• _Instructions for the task_
The material below holds a span beginning at the line with "target | black chair leg" and ending at the line with "target | white upper cabinet". Quote that span exactly, both ends included, and only that span.

........

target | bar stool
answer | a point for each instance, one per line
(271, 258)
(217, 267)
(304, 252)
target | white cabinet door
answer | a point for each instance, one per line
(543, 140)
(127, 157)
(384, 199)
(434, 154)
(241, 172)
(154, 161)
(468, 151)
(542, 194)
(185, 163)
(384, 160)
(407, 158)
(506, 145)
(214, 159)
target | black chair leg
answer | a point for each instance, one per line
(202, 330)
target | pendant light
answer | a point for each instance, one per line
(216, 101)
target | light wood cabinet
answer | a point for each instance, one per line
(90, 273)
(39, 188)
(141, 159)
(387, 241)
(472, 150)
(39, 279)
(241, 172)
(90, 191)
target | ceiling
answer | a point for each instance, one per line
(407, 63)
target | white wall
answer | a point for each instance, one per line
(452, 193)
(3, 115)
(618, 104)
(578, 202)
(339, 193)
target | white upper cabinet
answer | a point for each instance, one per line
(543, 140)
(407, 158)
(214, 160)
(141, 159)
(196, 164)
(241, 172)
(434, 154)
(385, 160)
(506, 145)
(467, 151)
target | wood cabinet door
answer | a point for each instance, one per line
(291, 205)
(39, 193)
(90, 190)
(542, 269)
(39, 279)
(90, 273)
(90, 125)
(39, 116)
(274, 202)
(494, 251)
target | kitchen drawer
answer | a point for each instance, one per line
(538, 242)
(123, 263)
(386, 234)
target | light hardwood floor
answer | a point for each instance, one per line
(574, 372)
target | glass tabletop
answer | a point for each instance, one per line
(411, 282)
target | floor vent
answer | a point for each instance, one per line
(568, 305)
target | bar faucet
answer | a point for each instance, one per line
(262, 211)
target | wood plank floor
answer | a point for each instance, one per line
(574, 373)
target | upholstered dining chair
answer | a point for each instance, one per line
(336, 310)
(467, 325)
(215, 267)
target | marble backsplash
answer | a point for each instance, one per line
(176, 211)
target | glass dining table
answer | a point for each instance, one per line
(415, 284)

........

• _Task result_
target | black chair leg
answer | a point for each instance, one per line
(202, 330)
target | pendant light
answer | a point for each instance, one per line
(216, 101)
target | light wood cabinet
answer | a point for each instance, one per line
(90, 273)
(39, 188)
(141, 159)
(387, 241)
(472, 150)
(39, 279)
(241, 172)
(90, 191)
target | ceiling
answer | a point for each instance, one per line
(407, 63)
target | white wall
answer | a point for each instance, one per line
(452, 193)
(3, 115)
(618, 104)
(578, 202)
(339, 193)
target | white upper cabinet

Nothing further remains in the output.